Begin Task input
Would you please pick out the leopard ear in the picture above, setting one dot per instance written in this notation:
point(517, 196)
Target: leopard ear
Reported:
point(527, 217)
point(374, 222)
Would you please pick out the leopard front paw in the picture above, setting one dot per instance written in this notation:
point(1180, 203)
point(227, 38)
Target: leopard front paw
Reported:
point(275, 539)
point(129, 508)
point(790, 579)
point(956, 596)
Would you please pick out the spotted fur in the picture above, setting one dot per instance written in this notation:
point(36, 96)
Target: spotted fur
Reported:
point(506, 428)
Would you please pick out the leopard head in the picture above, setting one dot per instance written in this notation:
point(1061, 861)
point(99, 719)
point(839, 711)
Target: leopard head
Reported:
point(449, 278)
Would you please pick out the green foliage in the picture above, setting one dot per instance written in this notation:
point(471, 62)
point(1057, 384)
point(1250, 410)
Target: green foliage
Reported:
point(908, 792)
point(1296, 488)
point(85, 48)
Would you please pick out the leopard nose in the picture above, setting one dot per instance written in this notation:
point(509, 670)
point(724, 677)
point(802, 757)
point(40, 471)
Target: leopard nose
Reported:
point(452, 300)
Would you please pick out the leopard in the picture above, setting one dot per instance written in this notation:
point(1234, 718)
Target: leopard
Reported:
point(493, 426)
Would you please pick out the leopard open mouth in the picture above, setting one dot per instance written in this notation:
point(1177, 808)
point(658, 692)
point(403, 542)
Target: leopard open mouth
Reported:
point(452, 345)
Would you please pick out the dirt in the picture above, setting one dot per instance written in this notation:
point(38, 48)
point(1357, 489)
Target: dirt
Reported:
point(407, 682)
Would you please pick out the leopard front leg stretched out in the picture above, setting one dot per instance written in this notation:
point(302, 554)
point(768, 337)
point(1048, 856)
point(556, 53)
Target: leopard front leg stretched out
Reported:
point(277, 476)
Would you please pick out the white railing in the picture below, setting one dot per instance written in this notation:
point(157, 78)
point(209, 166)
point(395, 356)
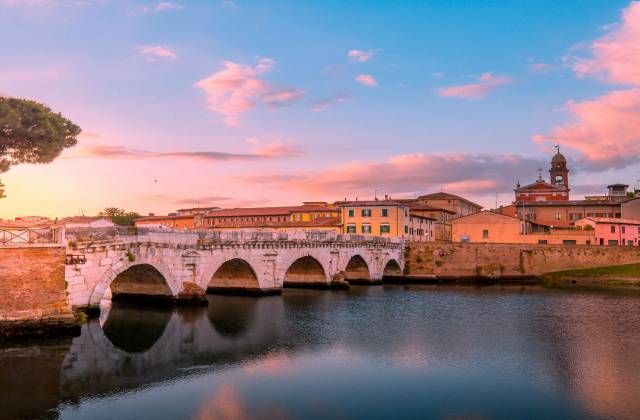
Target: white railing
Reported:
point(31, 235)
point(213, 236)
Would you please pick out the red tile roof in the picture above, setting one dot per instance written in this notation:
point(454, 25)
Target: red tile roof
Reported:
End Task input
◆ Short exercise ◆
Extract every row above verbatim, leaving out any pictures.

◆ Expected answer ◆
Would you please pick out the leopard ear in the picture above, setting one dot per instance written in this notation:
point(517, 196)
Target: leopard ear
Reported:
point(527, 217)
point(374, 222)
Would you please pick out the leopard front paw in the picture above, setting one dot per instance written in this notation:
point(1180, 203)
point(227, 38)
Target: leopard front paw
Reported:
point(275, 539)
point(129, 508)
point(790, 579)
point(956, 596)
Would you please pick out the spotted fur in the picture above, setting one dot per instance written in this notation:
point(36, 96)
Target: spotted fur
Reported:
point(506, 428)
Would you please pick out the leopard head in the picture above, setting one dot per instance written in this notation:
point(1061, 861)
point(99, 719)
point(839, 711)
Target: leopard head
Reported:
point(449, 278)
Would you please pick out the green foliage in the picture above, setting one dot per instance written in this notation:
point(471, 62)
point(1057, 384)
point(1250, 410)
Target: green foliage
Reported:
point(908, 792)
point(1296, 488)
point(85, 48)
Would you please pick out the leopard nose in the picture above, setting one dot per instance written in this notation:
point(509, 670)
point(724, 677)
point(802, 757)
point(40, 471)
Target: leopard nose
Reported:
point(452, 300)
Would you please pick out the leopard in the picture above, setting one dot per instance written in this notation:
point(1234, 718)
Target: leopard
Reported:
point(493, 426)
Would you please pick out the leopard open mouth in the picture above, setting one dot per instance written in this notation:
point(1177, 808)
point(658, 692)
point(403, 542)
Target: leopard open mouth
Reported:
point(452, 345)
Would you please pick out the dirt in the picture above, setting one dot per instance written in this notation:
point(38, 48)
point(1357, 489)
Target: dirt
Reported:
point(407, 682)
Would you please pick out the leopard front leg stretched out in the picture above, setting one dot per instance written in this notation:
point(302, 554)
point(768, 337)
point(1048, 856)
point(556, 53)
Target: leopard front leg stretched out
Reported:
point(277, 476)
Would you please pick out the white railing in the picture below, setting one dot per instance written in this notation:
point(157, 78)
point(209, 166)
point(395, 356)
Target: white railing
Reported:
point(31, 235)
point(213, 236)
Would you please pick out the red tile roof in the picture above, setting one dot per instance written in this notation:
point(454, 25)
Target: red tile roof
Reported:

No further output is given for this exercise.